--- BEGIN ---
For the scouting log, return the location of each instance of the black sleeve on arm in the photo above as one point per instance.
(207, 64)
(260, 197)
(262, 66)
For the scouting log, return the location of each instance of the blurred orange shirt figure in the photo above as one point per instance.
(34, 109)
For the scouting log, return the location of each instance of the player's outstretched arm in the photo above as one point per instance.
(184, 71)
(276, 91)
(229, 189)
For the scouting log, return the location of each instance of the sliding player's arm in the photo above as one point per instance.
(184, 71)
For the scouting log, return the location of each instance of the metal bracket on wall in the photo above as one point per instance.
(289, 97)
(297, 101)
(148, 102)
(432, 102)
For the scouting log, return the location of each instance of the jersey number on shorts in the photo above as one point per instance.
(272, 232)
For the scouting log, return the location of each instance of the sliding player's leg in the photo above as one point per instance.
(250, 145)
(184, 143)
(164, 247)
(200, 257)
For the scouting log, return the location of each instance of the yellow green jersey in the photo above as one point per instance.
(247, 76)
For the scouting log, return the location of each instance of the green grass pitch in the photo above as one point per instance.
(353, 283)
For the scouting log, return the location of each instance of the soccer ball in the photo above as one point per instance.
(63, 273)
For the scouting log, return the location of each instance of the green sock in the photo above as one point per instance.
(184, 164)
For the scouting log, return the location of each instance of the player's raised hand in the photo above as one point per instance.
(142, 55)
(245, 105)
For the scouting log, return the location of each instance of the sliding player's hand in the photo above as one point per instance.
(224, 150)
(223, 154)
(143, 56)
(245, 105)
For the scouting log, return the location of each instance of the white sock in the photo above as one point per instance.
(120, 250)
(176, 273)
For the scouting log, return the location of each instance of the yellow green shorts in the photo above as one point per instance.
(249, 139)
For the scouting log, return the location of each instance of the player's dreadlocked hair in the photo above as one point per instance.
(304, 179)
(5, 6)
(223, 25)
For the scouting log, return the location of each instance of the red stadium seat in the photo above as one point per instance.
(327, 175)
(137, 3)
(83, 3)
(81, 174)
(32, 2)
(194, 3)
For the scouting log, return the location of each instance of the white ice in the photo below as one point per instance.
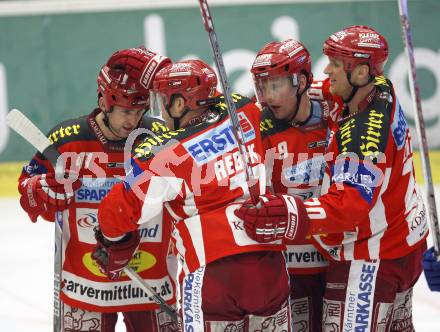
(26, 277)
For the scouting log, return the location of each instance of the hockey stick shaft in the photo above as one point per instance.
(237, 129)
(420, 124)
(17, 121)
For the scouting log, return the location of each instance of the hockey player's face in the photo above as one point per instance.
(339, 84)
(123, 121)
(280, 95)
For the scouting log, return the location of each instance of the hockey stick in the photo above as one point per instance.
(420, 124)
(26, 129)
(236, 127)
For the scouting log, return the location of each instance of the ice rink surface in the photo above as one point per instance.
(26, 277)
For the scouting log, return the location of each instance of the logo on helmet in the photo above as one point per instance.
(262, 60)
(338, 36)
(148, 73)
(291, 47)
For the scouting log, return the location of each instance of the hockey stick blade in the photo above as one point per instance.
(17, 121)
(26, 129)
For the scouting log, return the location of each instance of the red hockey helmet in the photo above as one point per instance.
(127, 76)
(358, 45)
(276, 64)
(194, 80)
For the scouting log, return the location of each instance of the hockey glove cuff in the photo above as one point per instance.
(113, 257)
(45, 193)
(275, 217)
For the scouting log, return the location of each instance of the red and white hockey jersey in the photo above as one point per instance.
(198, 174)
(295, 165)
(101, 165)
(370, 207)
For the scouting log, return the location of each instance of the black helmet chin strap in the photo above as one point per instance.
(298, 99)
(355, 87)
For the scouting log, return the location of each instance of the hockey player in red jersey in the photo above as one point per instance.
(294, 130)
(95, 143)
(370, 213)
(231, 282)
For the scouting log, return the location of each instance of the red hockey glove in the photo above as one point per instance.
(275, 217)
(113, 257)
(44, 193)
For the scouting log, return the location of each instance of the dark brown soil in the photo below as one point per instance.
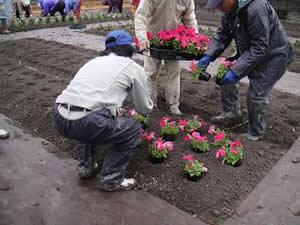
(33, 72)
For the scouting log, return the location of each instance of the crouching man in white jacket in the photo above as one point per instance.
(153, 16)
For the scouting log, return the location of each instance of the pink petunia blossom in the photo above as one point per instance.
(132, 112)
(220, 152)
(181, 127)
(188, 157)
(182, 122)
(212, 129)
(233, 150)
(187, 137)
(196, 135)
(169, 145)
(219, 136)
(163, 121)
(159, 144)
(173, 123)
(193, 65)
--- END ---
- _WHAT TO WORK ON_: Can you print the items word for word, starting with the line containing "of the dark" and continuing through the last of the items, while leaving the pictures out?

- _OUTPUT_:
For the scouting log, return the location of each instance of the dark brown soil in the photo below as one point per instance.
(33, 72)
For the scouting log, return the location of each instance of the crouching man in white jacket in the photo above as one point per instance.
(153, 16)
For the scouting log, return the location of each instance of the pink petunia blossom in the photo above as one point per instance.
(132, 112)
(220, 152)
(181, 127)
(188, 157)
(182, 122)
(212, 129)
(233, 150)
(187, 137)
(196, 135)
(169, 145)
(219, 136)
(163, 121)
(159, 144)
(173, 123)
(193, 65)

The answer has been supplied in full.